Material for the task:
--

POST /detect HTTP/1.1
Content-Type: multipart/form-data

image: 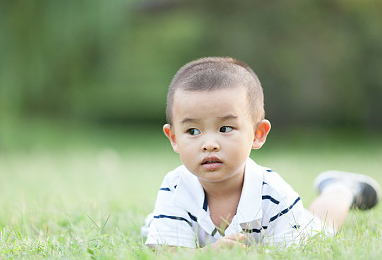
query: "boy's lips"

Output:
[201,156,223,171]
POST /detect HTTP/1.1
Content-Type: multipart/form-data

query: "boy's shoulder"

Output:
[263,168,299,205]
[161,165,192,191]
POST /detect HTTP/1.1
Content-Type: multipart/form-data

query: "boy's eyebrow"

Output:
[180,117,200,124]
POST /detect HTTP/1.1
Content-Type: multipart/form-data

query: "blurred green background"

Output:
[0,0,382,134]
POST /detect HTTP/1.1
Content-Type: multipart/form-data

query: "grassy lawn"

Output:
[0,122,382,259]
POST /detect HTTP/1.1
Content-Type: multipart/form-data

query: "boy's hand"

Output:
[207,233,246,249]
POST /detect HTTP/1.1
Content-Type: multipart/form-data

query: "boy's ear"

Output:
[163,124,179,153]
[252,119,271,149]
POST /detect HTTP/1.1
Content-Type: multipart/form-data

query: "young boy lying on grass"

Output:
[142,57,380,248]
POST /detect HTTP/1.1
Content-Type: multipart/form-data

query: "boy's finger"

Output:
[225,233,246,241]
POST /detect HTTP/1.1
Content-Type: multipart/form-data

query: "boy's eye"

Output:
[187,128,200,135]
[220,126,233,133]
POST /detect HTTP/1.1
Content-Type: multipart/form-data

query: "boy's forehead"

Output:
[172,87,249,122]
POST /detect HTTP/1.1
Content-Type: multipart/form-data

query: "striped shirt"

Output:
[146,159,330,248]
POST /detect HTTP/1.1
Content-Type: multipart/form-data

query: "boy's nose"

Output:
[202,141,220,152]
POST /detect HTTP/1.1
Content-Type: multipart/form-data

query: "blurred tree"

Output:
[0,0,382,129]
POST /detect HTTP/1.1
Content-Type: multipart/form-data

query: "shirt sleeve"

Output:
[263,172,324,247]
[146,173,197,248]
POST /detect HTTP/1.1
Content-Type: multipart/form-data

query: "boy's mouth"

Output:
[201,156,223,171]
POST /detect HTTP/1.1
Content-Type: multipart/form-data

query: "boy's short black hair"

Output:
[166,57,265,125]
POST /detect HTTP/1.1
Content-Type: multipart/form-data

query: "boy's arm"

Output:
[156,233,246,252]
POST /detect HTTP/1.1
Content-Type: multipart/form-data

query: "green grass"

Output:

--

Required work: Retype every one of the lines above word for word, leaving the picture out.

Correct result:
POST /detect HTTP/1.1
Content-Type: multipart/form-data

image: 
query: "boy's lips"

Output:
[201,156,223,171]
POST /detect HTTP/1.1
Content-Type: multipart/form-data

query: "boy's shoulder"

Output:
[263,168,299,205]
[161,165,192,191]
POST /detect HTTP/1.1
Content-Type: multipart/form-data

query: "boy's eyebrow"

Output:
[180,117,200,124]
POST /detect HTTP/1.1
Content-Type: multipart/form-data

query: "blurred green background"

Output:
[0,0,382,134]
POST /detect HTTP/1.1
Content-Type: multipart/form-data

query: "grassy lawn"

Output:
[0,122,382,259]
POST /detect HTTP/1.1
Content-Type: multipart/form-data

query: "boy's hand"

Output:
[207,233,246,249]
POST /detect HTTP/1.1
Content-Type: multipart/form-data

query: "boy's ear"

Output:
[163,124,179,153]
[252,119,271,149]
POST /detect HTTP/1.1
Content-Type: multipart/form-data

query: "young boy lying on grass"

Output:
[142,57,380,248]
POST /detect HTTP/1.1
Content-Type: multipart/form-data

query: "boy's finger"

Output:
[225,233,246,241]
POST /detect HTTP/1.1
Content-Type: multipart/form-data

query: "boy's eye"

Output:
[187,128,200,135]
[220,126,233,133]
POST /detect HTTP/1.1
Content-Type: multipart/form-data

query: "boy's forehead"

Output:
[172,87,249,122]
POST /detect HTTP/1.1
Content-Type: multipart/form-data

query: "striped shirt"

Output:
[146,159,330,248]
POST /detect HTTP/1.1
Content-Type: multipart/form-data

query: "boy's nose"

Output:
[202,141,220,152]
POST /detect HTTP/1.1
Content-Type: multipart/form-data

query: "blurred tree"

Output:
[0,0,382,129]
POST /detect HTTP/1.1
Content-Type: multipart/form-data

query: "shirt sleeve"

Output:
[263,172,324,247]
[146,173,197,248]
POST /detect HTTP/1.1
Content-Type: multipart/form-data

query: "boy's mouth"

Output:
[201,156,223,171]
POST /detect HTTP/1.1
Content-Type: multipart/form-data

query: "boy's short black hair"

Output:
[166,57,265,125]
POST /detect HTTP/1.1
Content-Type: multipart/form-data

query: "boy's arm"

Output:
[156,233,246,252]
POST /detect HTTP/1.1
Content-Type: multipart/form-data

query: "green grass"

Output:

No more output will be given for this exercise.